Recast the records as a numbered list, leaving out blank lines, starting from the first line and going on through the line that contains "0L0 169L256 168L254". List only those lines.

::::::::::

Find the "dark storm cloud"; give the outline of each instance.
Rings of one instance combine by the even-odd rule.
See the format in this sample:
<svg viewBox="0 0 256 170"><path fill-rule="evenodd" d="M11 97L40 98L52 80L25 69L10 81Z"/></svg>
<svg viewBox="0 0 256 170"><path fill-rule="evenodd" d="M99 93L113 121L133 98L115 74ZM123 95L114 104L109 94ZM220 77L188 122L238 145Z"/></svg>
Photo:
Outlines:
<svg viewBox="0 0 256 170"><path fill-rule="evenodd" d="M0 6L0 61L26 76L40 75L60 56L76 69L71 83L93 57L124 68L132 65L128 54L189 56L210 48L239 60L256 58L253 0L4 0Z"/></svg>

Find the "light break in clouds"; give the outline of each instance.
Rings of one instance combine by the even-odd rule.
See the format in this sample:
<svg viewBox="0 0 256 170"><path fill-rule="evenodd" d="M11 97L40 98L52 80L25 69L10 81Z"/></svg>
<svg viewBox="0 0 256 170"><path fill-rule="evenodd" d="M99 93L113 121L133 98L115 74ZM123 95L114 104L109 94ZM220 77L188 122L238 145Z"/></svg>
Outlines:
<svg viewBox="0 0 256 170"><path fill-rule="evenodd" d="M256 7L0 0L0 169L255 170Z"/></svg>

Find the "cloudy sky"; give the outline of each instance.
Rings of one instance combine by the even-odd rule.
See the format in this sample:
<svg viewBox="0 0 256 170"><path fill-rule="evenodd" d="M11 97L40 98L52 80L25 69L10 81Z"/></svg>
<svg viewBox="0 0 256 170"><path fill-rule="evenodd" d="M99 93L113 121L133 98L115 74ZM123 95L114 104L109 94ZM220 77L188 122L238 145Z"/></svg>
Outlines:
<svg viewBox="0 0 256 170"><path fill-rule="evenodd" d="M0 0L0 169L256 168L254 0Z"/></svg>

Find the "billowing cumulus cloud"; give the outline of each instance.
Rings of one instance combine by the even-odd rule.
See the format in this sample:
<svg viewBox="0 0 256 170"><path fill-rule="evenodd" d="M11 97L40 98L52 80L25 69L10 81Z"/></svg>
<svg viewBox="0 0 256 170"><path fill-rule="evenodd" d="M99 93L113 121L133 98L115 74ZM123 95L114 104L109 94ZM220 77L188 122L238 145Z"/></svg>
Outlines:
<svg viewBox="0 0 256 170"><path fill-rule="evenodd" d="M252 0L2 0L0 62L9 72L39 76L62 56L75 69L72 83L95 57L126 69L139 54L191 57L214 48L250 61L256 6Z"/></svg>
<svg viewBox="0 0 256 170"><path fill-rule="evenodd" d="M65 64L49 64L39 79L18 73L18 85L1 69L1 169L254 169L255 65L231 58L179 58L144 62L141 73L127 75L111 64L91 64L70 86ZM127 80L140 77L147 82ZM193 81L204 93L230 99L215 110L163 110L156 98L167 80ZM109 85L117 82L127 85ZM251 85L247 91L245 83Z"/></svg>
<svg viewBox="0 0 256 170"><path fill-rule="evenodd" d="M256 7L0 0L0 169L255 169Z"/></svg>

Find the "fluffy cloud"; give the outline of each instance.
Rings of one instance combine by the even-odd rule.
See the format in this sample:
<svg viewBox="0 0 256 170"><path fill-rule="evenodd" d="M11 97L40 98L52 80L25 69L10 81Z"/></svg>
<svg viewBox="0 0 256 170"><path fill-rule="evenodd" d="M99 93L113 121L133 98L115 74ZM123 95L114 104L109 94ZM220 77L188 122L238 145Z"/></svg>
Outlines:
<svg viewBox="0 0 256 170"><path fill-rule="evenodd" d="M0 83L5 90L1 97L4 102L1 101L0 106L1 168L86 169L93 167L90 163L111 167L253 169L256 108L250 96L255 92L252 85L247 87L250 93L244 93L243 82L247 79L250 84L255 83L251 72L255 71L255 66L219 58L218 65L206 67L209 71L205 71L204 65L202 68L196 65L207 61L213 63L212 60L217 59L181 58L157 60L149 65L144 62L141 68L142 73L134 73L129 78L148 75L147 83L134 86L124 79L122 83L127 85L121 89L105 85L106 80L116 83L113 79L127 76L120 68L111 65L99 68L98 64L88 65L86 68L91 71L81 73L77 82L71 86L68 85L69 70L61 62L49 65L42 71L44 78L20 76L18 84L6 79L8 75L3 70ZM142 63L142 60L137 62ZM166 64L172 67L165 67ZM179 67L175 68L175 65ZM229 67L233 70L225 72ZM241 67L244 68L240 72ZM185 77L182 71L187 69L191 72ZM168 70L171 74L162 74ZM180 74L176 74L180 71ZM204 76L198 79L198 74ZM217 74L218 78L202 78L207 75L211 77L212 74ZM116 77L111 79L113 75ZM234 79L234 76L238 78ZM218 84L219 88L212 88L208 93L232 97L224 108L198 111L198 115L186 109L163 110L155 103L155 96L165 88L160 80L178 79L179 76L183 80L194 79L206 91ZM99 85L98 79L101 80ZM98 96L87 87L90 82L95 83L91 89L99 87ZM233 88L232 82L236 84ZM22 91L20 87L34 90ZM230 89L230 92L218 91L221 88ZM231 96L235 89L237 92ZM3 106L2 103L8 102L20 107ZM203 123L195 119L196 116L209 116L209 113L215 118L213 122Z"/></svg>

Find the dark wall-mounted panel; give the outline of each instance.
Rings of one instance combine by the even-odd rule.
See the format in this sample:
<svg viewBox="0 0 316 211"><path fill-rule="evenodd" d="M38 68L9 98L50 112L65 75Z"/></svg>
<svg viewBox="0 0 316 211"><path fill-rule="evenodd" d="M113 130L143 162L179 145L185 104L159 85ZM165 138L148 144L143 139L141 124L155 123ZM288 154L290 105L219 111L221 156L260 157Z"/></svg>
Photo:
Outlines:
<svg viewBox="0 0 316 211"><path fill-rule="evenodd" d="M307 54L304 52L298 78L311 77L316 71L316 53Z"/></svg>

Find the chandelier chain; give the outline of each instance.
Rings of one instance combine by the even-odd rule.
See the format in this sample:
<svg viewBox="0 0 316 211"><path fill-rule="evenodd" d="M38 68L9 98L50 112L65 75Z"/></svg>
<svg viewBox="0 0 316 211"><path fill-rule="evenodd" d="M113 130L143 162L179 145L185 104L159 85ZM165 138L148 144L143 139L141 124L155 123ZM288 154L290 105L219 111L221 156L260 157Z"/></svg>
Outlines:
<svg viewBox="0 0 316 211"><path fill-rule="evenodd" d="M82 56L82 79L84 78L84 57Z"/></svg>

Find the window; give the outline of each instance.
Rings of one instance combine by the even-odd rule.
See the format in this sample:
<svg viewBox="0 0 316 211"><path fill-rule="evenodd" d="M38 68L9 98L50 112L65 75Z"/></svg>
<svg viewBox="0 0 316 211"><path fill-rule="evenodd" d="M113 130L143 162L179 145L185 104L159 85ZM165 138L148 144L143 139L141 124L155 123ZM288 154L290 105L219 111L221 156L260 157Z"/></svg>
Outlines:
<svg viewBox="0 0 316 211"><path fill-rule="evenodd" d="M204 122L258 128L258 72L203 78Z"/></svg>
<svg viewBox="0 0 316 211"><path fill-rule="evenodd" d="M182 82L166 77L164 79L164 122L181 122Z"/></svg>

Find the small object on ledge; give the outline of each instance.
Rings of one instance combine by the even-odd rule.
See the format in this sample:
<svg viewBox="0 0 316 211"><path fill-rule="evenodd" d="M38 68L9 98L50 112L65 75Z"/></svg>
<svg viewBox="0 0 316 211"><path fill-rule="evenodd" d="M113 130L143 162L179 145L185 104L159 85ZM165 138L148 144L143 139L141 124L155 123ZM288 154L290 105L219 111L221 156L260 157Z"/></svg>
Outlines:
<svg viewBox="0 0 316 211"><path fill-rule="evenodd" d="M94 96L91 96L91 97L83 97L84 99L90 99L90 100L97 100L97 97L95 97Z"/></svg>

::::::::::

> Output of the exercise:
1. Find the "dark storm cloud"; give the outline of each instance.
2. Rings of one instance combine by the even-odd rule.
3. See the format in this sample:
4. <svg viewBox="0 0 256 170"><path fill-rule="evenodd" d="M11 97L40 98L52 80L25 69L10 81Z"/></svg>
5. <svg viewBox="0 0 256 170"><path fill-rule="evenodd" d="M99 93L113 121L133 98L115 74ZM123 95L114 104L109 94ZM220 77L188 122L238 145Z"/></svg>
6. Photo:
7. Outlines:
8. <svg viewBox="0 0 256 170"><path fill-rule="evenodd" d="M0 6L0 61L26 76L40 75L60 56L76 69L71 83L93 57L124 68L132 65L128 54L189 56L210 48L239 60L256 58L253 0L4 0Z"/></svg>
9. Find the "light break in clouds"; give the outline of each instance.
10. Rings of one instance combine by the even-odd rule.
11. See the format in this sample:
12. <svg viewBox="0 0 256 170"><path fill-rule="evenodd" d="M11 97L40 98L52 80L25 69L10 81Z"/></svg>
13. <svg viewBox="0 0 256 170"><path fill-rule="evenodd" d="M99 93L113 121L133 98L115 74ZM123 95L114 104L109 94ZM220 77L188 122L238 145Z"/></svg>
14. Outlines:
15. <svg viewBox="0 0 256 170"><path fill-rule="evenodd" d="M256 7L0 0L0 169L255 170Z"/></svg>
16. Find the "cloudy sky"; give the outline of each instance.
17. Rings of one instance combine by the even-odd rule.
18. See the format in this sample:
19. <svg viewBox="0 0 256 170"><path fill-rule="evenodd" d="M11 97L40 98L52 80L25 69L10 81Z"/></svg>
20. <svg viewBox="0 0 256 170"><path fill-rule="evenodd" d="M99 93L113 121L133 98L115 74ZM123 95L114 104L109 94ZM220 77L188 122L238 145Z"/></svg>
21. Outlines:
22. <svg viewBox="0 0 256 170"><path fill-rule="evenodd" d="M0 0L0 169L256 168L254 0Z"/></svg>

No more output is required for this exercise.